Your task is to extract the lines from the one holding "Tag the blue-tinted" through the end of the material. Set them down exactly and add nothing.

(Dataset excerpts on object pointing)
>> start

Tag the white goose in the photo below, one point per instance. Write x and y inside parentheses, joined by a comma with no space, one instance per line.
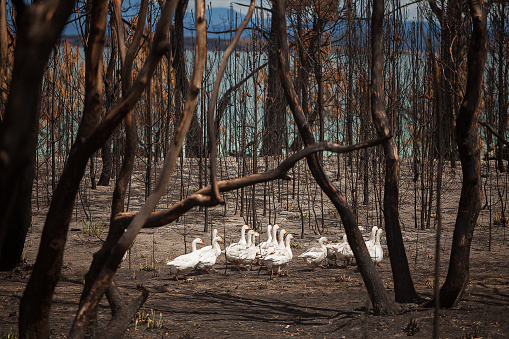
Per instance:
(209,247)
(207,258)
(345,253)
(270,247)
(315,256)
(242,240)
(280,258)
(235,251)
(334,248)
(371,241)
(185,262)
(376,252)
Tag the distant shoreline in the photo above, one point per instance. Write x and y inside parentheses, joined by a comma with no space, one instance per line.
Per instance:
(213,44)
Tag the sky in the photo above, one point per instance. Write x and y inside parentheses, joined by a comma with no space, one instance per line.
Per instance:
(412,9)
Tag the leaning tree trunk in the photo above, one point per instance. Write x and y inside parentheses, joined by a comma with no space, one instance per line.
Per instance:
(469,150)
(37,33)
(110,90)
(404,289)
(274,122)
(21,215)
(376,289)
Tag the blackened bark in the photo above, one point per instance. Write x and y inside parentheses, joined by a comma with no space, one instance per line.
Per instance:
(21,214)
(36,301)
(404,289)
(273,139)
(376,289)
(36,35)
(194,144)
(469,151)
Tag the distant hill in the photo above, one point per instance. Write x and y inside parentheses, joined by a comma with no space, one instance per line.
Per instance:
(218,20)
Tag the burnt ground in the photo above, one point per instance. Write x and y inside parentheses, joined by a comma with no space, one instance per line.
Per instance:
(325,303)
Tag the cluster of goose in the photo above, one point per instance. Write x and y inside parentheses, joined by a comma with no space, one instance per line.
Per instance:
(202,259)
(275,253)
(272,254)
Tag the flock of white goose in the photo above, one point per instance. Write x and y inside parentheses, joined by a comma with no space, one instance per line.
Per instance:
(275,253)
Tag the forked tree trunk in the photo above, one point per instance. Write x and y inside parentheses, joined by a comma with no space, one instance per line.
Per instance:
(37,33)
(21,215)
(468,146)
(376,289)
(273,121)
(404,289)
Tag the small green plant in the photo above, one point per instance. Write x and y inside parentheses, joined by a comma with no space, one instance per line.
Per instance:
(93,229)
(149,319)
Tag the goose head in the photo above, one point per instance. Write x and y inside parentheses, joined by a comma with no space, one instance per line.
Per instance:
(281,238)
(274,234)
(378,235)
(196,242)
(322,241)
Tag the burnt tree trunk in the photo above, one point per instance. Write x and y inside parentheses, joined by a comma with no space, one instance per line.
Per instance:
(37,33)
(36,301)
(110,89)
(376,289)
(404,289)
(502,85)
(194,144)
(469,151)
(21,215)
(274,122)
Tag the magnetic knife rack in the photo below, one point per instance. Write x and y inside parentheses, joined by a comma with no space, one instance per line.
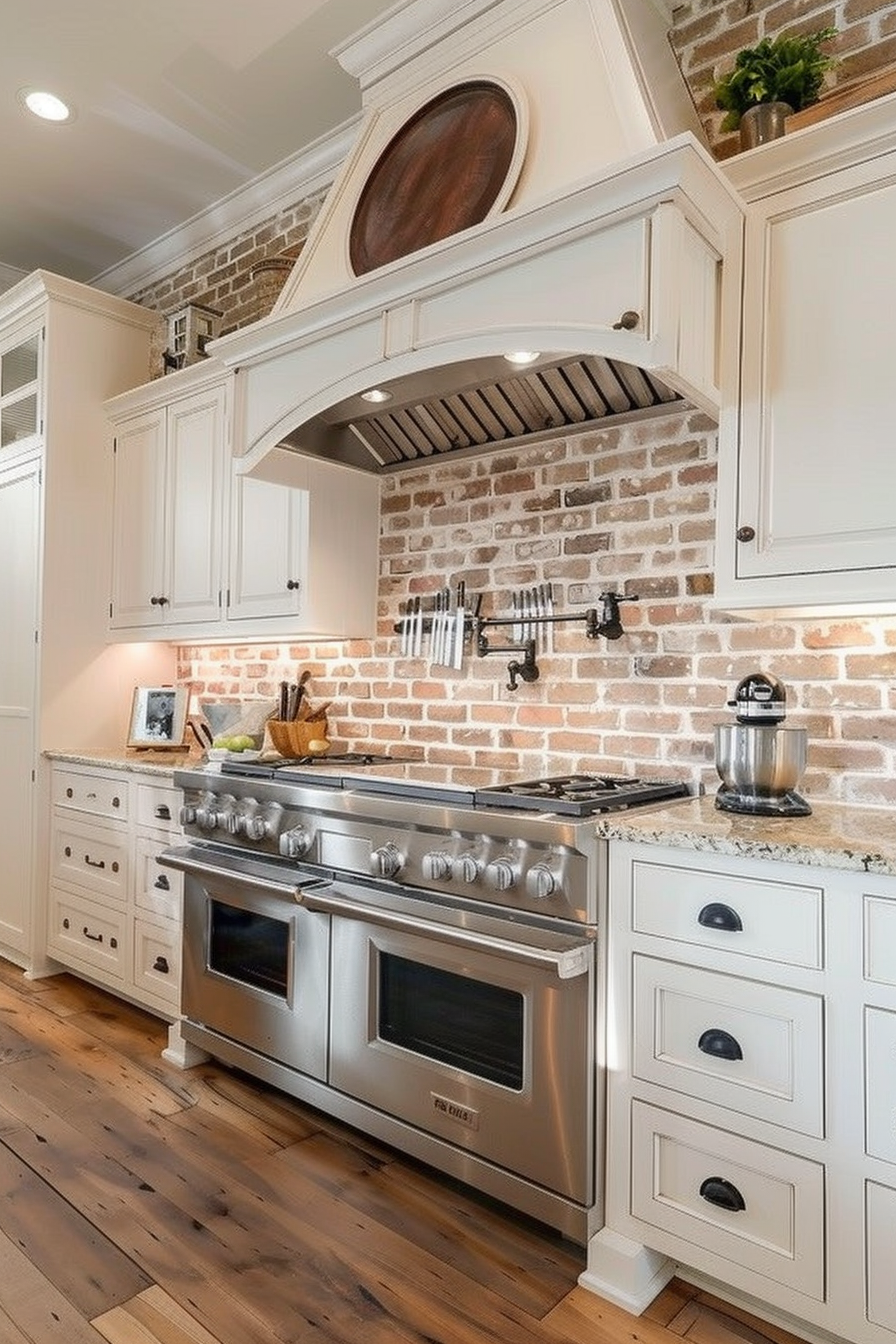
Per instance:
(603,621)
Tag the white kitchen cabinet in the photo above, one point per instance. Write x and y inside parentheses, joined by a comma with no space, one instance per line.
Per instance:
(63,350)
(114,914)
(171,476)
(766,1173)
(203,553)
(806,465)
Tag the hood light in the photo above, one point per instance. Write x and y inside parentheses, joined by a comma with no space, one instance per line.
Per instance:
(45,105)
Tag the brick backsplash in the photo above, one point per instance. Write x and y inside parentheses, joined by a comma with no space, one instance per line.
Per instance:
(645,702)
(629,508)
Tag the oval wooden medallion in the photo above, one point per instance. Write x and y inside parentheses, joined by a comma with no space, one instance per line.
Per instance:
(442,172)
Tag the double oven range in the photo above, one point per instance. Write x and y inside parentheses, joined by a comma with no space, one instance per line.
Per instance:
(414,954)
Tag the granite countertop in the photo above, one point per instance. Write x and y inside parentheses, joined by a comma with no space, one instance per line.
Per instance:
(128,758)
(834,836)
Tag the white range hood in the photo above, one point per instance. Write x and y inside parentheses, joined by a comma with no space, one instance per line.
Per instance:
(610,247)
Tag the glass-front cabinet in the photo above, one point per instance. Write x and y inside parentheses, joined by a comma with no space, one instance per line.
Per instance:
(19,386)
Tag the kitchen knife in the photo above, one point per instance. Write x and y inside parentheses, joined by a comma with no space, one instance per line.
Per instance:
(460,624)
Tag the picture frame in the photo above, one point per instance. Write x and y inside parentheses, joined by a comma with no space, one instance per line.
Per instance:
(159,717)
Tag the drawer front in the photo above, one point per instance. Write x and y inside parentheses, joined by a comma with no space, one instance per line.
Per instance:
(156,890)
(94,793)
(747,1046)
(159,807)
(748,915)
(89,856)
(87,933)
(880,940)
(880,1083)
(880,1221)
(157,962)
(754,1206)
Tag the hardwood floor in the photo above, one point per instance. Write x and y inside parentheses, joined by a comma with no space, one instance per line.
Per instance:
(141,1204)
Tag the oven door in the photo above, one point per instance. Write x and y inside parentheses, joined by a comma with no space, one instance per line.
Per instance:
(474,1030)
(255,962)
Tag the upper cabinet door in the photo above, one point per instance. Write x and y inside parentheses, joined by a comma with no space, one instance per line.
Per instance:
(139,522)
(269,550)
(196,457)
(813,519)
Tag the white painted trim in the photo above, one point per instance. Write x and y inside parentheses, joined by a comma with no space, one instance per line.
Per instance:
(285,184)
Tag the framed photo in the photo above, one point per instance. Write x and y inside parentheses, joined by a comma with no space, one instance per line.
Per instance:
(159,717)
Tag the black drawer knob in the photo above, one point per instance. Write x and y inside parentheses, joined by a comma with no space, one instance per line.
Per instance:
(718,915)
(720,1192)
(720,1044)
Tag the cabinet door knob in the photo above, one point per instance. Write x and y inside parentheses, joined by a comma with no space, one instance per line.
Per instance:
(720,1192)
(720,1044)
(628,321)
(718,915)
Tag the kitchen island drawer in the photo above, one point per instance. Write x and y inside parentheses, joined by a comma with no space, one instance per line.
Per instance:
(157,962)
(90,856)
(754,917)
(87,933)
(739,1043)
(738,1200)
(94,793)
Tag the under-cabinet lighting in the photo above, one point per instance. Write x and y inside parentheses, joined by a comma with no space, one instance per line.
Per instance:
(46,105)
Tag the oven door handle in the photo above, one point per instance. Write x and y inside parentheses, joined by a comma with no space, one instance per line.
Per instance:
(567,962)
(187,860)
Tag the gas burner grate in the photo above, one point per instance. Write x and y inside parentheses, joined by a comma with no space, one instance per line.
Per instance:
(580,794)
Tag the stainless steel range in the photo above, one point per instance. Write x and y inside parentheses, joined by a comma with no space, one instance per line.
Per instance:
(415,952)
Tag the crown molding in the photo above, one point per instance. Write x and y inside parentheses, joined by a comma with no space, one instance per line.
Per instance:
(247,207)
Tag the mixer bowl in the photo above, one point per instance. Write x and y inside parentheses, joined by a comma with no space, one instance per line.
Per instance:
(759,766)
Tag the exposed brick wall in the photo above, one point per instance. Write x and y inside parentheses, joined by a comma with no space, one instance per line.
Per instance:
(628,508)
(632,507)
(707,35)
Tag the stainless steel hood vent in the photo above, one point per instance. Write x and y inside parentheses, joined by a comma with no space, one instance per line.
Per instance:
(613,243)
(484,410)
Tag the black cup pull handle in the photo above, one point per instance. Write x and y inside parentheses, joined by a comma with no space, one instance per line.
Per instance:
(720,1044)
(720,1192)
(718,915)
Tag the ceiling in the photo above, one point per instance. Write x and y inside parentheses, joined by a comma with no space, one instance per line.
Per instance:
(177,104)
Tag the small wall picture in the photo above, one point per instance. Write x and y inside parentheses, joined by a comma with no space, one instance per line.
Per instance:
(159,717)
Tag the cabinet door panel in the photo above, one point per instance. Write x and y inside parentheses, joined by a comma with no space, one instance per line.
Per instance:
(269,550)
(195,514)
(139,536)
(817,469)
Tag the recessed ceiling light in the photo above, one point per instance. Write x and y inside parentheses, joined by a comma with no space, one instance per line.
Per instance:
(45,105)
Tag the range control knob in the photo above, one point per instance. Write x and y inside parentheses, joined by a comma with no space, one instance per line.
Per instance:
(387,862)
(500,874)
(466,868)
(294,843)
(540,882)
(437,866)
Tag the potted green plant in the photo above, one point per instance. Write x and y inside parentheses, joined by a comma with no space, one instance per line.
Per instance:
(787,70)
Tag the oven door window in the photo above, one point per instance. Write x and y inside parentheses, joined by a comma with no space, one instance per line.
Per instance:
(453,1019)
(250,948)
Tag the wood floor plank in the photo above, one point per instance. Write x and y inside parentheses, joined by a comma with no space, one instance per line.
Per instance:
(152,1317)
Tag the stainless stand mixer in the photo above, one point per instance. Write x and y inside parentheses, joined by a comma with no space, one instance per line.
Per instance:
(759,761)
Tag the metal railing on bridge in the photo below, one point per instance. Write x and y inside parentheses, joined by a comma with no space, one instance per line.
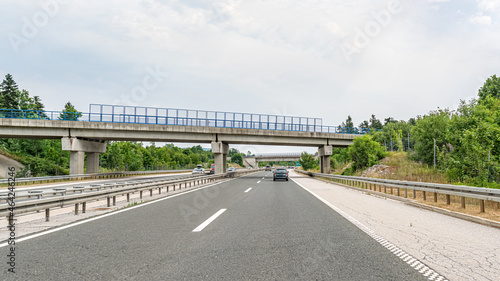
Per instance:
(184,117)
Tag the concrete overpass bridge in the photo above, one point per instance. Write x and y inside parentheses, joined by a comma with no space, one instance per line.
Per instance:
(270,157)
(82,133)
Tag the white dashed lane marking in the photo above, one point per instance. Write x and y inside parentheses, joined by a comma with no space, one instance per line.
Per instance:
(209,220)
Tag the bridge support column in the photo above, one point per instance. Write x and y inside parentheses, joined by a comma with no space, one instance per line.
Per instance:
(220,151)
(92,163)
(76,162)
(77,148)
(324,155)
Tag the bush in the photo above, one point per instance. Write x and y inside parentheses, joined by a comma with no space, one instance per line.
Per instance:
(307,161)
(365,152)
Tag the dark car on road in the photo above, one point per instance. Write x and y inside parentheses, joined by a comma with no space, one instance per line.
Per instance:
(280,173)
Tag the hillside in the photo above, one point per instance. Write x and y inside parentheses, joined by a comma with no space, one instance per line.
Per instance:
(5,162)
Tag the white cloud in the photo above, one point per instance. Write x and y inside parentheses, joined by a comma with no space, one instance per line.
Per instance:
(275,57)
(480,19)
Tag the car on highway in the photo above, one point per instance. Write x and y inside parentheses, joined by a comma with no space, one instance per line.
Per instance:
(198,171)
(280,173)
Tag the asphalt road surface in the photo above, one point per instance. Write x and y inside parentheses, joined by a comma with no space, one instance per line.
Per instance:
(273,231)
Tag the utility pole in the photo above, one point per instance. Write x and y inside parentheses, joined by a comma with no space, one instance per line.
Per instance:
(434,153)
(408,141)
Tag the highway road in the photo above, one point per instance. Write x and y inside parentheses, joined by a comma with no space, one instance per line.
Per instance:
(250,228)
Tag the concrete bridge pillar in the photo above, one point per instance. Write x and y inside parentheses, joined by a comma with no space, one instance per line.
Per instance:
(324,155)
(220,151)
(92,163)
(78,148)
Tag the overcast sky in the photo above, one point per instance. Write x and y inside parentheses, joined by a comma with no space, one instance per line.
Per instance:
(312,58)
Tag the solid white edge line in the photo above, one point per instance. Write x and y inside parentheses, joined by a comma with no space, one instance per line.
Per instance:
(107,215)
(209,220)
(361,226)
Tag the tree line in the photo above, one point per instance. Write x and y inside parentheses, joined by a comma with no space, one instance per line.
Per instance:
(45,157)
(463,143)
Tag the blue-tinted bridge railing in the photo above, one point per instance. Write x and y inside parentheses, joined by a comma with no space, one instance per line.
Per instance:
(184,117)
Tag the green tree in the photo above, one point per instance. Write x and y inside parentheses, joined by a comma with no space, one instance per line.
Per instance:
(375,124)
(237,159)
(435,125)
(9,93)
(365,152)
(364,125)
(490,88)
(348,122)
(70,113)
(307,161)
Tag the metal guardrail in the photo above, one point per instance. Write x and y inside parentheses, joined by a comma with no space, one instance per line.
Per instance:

>> end

» Finished task:
Tag the blue-tinted bridge railing in the photo above, one point per instance. Write x and y inside parentheses, joined by a comma with no space, one instance per line.
Per instance:
(184,117)
Tag the green tree in the photo above, one point per instance. Write x and y inside parentheses, joined by a comma with no space, one instance per line.
Per instance:
(375,124)
(237,159)
(435,125)
(9,93)
(365,152)
(364,125)
(490,88)
(348,122)
(70,113)
(307,161)
Tag the metal guardrail in the photo above, one point per instance. Write x and y inside parentheses, joined by a comma with no space, one instance per line.
Per instance:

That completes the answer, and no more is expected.